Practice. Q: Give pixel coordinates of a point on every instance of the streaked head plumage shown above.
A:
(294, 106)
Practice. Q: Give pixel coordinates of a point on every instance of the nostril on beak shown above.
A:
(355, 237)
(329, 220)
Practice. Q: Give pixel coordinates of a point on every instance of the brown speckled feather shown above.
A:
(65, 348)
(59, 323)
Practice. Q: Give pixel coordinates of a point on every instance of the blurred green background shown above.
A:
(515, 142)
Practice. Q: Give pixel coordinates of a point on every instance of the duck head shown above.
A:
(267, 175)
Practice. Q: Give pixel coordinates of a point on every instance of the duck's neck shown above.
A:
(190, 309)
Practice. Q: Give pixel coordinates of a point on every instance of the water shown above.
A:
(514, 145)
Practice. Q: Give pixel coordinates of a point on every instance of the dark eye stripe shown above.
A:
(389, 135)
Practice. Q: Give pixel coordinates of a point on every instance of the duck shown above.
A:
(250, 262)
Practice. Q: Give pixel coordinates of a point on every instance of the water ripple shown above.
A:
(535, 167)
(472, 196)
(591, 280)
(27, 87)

_ _ _ _ _ _ _

= Your instructions =
Copy the material word for word, starting at the line that contains "water shown above." and ending at the final line of the material.

= Full answer =
Practice. Q: Give pixel coordinates of a point on every instance of the water shown above.
A:
(514, 145)
Practice. Q: Give pixel coordinates of a point on every instance of the dark eye stripe shown above.
A:
(389, 135)
Practice. Q: Give pixel coordinates of a point on every instance of the duck shown above.
A:
(250, 262)
Practice. Q: Give pixel coordinates of a point on every instance of the water ripple shown above.
A:
(535, 167)
(472, 196)
(591, 280)
(27, 87)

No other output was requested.